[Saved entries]
-- Opening Marker --

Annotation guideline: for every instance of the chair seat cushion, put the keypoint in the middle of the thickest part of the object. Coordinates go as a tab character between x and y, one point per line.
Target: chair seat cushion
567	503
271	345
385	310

-- Closing Marker --
-- Opening Marker --

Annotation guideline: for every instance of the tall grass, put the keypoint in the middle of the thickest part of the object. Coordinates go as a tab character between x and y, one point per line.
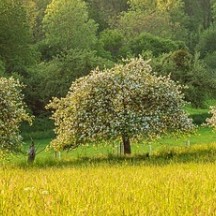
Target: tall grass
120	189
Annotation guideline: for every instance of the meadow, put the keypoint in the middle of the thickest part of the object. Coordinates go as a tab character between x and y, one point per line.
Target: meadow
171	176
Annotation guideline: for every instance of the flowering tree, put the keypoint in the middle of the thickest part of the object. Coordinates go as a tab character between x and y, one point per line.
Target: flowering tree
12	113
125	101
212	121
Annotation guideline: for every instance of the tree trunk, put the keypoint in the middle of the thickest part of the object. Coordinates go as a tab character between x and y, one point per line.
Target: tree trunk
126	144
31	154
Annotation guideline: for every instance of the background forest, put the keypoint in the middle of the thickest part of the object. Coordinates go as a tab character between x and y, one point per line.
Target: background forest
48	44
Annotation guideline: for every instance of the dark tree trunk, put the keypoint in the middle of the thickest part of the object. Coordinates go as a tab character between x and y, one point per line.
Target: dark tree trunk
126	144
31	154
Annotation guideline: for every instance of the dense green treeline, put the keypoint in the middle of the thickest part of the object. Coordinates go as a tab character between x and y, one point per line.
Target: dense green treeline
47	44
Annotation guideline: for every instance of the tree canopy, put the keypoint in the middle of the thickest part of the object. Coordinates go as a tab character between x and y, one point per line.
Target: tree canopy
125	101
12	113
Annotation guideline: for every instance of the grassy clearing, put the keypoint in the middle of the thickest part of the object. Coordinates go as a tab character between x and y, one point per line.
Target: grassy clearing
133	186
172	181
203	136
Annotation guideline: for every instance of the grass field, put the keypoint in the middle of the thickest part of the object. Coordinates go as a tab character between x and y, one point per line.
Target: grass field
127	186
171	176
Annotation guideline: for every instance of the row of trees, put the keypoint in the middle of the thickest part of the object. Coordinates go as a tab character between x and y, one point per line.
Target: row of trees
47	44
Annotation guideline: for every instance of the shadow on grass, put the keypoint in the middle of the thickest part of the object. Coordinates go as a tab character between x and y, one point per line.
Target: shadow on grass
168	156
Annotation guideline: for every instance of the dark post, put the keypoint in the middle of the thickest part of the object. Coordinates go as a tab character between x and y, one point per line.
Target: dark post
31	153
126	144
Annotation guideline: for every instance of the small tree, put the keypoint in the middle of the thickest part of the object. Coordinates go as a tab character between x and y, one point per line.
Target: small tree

-- Closing Marker --

**What is required**
Retrieve all lines from the data that contain the string "small".

**Solution to the exercise**
Annotation guideline: for every instance of the small tree, put the keypoint in the middle of the thickest part of the object. Coordinates go as a tab character between x and y, one point per line.
Target: small tree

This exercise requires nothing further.